## PROVIDED TEXT
..............................
The final modification of the gradient method is inspired by the \(L_\infty\) norm. This is very closely related to image stenography where you can manipulate the last bit of the RGB values per pixel without a human noticing. This is also the usual introduction, it’s more successful than the normalized gradient method, even faster to compute, and easier to code.
Looking back at the normalized gradient method, we can think of it as moving as far as possible in the “best” direction. We’ve taken a greedy guess at the best direction with the gradient, there might be a better direction that’s not the same as the gradient. We then take the biggest step possible, while staying inside the sphere of radius \(\epsilon\). This process happens in a high dimensional sphere, but it’s not too different from the low dimensional one.
The gradient in this image is the black arrow, the adversarial step is the green one, and the quantity of red is the height of the loss function. We can see that we’ve stepped right to the border. However there’s darker, higher loss areas just outside of the circle.
For \(L_\infty\) we can move further, we are constrained by a high dimensional cube with side lengths \(2\epsilon\) instead of a sphere of radius \(\epsilon\). The corners of the cube are much further out than the surface of the sphere. To see this we can look at the same situation as above, but with a square instead of a circle.
..............................
## WHAT IS REQUIRED
Print the passage on the gradient method word for word, from "Looking back at" to "of the circle.". The lines that come next were taken from a different source.

## INFORMATION SUPPLIED
..............................
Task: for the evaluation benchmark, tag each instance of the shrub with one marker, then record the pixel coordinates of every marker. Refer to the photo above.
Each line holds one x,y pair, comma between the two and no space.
..............................
## WORKED ANSWER
Looking back at the normalized gradient method, we can think of it as moving as far as possible in the “best” direction. We’ve taken a greedy guess at the best direction with the gradient, there might be a better direction that’s not the same as the gradient. We then take the biggest step possible, while staying inside the sphere of radius \(\epsilon\). This process happens in a high dimensional sphere, but it’s not too different from the low dimensional one.
The gradient in this image is the black arrow, the adversarial step is the green one, and the quantity of red is the height of the loss function. We can see that we’ve stepped right to the border. However there’s darker, higher loss areas just outside of the circle.